*Instructions for the task*. Extract every line in the items below that contains the word "tree", and copy each one unchanged.

>>>

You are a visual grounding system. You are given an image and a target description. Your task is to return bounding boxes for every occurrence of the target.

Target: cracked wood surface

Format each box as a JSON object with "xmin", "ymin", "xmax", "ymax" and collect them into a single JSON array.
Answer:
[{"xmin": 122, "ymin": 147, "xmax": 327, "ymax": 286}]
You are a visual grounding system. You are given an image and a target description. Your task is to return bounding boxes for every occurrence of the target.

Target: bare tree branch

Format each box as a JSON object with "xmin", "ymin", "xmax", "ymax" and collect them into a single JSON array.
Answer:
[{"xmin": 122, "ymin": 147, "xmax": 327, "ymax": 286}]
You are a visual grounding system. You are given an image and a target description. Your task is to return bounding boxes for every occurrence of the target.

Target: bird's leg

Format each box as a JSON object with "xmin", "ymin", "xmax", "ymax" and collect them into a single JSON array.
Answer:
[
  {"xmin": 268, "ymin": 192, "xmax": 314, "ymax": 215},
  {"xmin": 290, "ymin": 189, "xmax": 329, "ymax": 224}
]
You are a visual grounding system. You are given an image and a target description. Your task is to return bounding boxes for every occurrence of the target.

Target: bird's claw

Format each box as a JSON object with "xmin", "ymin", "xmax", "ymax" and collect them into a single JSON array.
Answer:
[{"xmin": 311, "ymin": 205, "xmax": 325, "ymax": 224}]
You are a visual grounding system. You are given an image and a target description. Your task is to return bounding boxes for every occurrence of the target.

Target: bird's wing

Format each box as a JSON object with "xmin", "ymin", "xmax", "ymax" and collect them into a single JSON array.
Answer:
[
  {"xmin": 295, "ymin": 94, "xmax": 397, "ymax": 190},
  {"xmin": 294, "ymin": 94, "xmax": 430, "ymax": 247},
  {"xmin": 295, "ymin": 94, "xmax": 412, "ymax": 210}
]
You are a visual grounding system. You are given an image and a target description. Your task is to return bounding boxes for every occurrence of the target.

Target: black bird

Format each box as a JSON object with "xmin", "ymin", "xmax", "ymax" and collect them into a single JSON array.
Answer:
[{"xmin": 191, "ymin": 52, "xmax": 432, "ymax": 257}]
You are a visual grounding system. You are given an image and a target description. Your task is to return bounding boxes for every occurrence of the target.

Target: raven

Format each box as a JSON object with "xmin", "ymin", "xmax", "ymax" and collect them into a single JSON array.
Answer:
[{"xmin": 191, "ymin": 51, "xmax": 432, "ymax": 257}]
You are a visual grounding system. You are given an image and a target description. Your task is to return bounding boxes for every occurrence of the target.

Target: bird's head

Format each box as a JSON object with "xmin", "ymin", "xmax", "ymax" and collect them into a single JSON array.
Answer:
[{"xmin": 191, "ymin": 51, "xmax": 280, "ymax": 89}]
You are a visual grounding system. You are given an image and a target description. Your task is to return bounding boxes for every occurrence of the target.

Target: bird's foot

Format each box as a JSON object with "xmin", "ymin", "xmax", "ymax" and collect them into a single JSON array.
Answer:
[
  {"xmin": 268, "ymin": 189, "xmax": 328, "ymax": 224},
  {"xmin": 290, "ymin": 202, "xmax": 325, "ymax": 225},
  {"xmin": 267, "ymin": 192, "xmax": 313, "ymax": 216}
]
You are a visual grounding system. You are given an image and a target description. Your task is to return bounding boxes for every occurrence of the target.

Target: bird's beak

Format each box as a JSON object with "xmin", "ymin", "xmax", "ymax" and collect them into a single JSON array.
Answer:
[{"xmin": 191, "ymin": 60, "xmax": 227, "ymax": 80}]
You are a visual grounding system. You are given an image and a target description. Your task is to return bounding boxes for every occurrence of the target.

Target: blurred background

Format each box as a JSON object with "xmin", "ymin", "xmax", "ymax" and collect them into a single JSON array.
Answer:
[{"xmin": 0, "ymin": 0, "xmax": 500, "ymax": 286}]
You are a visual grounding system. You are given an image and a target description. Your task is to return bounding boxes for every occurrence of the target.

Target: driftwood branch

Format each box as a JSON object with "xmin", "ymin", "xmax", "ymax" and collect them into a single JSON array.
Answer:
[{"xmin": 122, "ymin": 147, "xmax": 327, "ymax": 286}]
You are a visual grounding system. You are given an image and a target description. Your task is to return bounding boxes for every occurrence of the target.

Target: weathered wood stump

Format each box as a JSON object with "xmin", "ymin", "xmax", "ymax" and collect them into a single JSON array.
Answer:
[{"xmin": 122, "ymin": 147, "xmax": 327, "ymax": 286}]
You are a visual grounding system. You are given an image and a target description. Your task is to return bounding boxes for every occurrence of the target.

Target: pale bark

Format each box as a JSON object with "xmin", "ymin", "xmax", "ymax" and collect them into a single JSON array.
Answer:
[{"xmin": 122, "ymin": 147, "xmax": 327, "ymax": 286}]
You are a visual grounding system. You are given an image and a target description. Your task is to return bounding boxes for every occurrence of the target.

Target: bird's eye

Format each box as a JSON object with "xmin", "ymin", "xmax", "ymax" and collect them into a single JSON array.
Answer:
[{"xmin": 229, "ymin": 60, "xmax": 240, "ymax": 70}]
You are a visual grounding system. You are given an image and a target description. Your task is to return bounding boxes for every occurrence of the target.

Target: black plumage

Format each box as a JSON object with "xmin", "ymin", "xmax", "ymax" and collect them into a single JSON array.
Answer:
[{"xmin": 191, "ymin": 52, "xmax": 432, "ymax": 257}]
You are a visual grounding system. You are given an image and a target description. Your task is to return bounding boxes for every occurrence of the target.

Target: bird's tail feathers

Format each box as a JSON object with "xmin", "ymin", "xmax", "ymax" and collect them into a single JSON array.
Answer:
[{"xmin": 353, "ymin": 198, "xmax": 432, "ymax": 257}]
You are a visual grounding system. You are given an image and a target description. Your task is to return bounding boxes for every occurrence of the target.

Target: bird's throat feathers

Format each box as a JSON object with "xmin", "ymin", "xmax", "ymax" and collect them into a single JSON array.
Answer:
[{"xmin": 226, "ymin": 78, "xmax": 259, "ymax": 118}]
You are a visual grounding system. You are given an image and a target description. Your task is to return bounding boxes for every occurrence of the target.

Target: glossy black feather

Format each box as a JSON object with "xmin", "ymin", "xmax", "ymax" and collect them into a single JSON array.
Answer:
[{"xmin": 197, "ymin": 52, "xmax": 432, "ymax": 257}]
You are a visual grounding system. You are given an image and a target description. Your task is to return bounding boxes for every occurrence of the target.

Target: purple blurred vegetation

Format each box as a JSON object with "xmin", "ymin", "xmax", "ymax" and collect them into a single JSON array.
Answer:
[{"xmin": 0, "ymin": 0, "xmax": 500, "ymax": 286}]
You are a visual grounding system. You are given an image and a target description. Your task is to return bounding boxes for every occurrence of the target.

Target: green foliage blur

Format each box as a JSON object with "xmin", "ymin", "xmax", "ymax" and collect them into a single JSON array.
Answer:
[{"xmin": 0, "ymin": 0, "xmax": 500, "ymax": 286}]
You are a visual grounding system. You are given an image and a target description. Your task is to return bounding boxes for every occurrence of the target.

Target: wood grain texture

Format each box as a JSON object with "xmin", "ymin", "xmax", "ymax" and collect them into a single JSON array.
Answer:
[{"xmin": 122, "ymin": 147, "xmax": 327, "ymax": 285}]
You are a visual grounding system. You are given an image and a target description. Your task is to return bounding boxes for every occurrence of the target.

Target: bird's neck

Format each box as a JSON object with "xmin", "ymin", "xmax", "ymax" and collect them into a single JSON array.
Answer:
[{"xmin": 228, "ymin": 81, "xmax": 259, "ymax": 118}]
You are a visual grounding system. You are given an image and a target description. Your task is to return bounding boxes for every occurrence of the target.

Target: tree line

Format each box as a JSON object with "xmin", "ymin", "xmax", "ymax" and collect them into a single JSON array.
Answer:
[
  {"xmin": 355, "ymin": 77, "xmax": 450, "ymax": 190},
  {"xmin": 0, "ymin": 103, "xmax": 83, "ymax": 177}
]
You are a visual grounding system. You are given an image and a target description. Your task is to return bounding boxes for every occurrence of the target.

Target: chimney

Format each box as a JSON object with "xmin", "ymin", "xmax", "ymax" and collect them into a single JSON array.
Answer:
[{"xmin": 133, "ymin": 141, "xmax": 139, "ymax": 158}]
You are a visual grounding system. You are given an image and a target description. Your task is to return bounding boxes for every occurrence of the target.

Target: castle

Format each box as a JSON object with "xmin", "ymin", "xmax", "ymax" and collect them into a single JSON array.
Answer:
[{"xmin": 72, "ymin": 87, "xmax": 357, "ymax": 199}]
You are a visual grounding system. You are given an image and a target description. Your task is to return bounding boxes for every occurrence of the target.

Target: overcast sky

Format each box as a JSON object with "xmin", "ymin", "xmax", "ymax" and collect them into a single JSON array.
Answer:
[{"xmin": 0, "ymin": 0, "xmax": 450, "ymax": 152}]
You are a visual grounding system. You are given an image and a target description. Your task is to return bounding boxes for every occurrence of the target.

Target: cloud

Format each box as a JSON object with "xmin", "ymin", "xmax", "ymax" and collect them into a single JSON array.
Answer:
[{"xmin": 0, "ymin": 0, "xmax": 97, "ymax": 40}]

<<<

*Response to this task*.
Target: bare tree branch
Target: tree line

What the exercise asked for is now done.